Problem requirements — Pick out each line in the rows below that contains the word "cabinet", and copy those lines.
— Start Stored rows —
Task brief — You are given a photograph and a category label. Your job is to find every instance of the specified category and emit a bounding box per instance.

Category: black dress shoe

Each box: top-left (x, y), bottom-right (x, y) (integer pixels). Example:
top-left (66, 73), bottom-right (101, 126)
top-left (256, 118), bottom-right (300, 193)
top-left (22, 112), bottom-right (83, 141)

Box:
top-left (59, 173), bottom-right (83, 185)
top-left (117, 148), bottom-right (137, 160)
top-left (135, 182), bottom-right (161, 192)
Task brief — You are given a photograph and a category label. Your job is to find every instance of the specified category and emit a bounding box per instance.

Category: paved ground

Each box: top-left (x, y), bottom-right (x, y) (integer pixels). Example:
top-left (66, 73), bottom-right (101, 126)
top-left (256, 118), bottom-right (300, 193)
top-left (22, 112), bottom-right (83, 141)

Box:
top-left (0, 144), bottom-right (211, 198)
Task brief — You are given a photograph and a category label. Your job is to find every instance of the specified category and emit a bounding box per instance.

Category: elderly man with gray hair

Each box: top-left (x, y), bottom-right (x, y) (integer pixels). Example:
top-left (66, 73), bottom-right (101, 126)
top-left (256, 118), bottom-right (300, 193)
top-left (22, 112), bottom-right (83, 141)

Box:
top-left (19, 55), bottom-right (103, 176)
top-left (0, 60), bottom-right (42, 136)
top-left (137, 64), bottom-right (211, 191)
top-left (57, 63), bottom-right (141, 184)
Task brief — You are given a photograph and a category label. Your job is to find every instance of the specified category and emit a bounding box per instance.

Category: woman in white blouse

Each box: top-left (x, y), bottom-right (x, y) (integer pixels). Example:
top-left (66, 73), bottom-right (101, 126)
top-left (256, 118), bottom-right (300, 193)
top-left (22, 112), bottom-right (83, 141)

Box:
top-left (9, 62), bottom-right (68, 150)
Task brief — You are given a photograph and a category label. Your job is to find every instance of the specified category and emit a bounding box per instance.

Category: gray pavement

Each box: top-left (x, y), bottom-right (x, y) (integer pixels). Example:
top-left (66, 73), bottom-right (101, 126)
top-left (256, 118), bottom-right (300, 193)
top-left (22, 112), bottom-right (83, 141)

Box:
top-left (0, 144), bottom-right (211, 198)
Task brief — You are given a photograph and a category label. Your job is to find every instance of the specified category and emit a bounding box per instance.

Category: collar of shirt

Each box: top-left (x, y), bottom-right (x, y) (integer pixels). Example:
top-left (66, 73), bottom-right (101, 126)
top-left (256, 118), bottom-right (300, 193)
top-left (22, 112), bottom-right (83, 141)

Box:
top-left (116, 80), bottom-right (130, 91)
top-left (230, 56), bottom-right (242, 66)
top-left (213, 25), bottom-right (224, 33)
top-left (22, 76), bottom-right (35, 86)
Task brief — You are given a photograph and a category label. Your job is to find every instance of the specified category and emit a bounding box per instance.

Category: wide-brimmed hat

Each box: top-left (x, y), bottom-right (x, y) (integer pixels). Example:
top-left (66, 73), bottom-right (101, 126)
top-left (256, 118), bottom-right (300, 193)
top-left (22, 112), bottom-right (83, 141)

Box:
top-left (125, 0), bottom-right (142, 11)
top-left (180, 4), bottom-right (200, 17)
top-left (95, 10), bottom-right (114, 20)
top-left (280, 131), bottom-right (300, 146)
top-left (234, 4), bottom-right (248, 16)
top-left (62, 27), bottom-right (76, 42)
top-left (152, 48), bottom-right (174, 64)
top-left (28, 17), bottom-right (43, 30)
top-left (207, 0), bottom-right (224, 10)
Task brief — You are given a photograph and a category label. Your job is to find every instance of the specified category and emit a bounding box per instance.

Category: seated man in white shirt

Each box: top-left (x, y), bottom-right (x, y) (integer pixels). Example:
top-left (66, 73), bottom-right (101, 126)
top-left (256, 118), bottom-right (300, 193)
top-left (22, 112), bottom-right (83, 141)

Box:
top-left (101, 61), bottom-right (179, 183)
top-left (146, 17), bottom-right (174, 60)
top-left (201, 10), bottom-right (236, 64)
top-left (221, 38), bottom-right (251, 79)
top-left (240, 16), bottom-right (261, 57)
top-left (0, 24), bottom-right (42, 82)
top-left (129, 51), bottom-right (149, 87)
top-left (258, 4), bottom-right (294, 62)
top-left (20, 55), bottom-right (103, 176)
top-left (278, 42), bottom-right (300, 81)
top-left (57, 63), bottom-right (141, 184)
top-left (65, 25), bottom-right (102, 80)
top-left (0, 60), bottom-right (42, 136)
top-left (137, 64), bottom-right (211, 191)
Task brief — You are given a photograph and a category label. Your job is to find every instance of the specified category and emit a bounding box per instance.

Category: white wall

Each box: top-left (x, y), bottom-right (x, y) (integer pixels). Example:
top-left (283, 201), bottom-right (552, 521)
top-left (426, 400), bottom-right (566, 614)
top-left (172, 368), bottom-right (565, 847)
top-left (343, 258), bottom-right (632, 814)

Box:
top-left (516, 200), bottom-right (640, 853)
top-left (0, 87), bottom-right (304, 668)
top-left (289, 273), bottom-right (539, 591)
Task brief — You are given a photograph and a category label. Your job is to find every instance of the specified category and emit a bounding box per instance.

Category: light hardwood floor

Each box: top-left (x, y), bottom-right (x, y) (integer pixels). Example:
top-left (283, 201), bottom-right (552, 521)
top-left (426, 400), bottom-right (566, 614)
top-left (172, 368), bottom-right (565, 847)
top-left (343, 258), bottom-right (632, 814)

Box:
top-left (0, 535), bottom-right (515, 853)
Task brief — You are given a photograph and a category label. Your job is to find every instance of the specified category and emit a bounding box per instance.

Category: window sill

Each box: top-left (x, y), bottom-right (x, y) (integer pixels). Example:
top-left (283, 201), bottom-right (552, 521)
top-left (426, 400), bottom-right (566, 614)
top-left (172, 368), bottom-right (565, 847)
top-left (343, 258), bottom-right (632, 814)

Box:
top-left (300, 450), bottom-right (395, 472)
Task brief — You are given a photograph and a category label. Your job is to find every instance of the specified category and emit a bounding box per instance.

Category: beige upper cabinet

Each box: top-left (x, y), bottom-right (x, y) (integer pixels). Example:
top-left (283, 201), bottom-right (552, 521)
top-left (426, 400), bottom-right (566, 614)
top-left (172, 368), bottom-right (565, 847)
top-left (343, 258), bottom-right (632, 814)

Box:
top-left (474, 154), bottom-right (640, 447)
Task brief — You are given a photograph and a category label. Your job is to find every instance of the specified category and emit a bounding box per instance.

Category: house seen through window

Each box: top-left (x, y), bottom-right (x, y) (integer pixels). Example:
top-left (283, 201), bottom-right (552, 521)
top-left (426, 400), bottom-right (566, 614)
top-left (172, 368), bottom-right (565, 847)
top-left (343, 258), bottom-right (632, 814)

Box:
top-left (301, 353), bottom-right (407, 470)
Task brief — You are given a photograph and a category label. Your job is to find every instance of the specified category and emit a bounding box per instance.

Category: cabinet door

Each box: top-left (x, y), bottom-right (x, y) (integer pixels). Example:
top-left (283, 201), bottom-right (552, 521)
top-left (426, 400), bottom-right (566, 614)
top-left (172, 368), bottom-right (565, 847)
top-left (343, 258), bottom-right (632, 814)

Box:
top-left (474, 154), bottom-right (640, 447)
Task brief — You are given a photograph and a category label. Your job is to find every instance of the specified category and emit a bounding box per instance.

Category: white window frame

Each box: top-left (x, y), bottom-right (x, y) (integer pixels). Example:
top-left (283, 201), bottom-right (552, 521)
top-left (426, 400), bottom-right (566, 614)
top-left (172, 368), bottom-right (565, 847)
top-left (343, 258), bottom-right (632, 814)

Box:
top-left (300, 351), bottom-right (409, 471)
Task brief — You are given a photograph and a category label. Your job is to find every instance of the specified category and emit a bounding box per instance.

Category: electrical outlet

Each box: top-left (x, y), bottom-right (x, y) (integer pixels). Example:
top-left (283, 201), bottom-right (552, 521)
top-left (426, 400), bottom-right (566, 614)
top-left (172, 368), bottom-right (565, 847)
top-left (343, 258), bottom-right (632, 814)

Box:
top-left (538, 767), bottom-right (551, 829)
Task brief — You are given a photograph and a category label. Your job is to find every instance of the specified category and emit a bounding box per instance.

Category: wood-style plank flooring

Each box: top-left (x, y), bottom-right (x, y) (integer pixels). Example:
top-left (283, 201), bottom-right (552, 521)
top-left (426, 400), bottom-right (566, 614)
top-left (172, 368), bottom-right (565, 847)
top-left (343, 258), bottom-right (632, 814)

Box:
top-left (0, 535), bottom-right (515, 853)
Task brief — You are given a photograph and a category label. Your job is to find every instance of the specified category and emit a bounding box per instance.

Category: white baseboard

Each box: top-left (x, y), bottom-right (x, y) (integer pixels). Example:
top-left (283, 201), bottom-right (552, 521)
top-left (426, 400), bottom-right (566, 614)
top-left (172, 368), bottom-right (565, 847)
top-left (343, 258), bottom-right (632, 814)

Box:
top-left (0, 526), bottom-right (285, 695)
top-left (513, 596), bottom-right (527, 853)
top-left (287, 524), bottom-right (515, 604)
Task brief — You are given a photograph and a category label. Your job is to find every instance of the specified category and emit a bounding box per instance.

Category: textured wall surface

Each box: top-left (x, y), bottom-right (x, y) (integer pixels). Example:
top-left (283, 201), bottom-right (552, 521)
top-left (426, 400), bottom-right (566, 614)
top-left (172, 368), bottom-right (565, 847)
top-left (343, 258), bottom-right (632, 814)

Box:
— End Stored rows —
Answer for the task —
Category: beige upper cabinet
Category: cabinet door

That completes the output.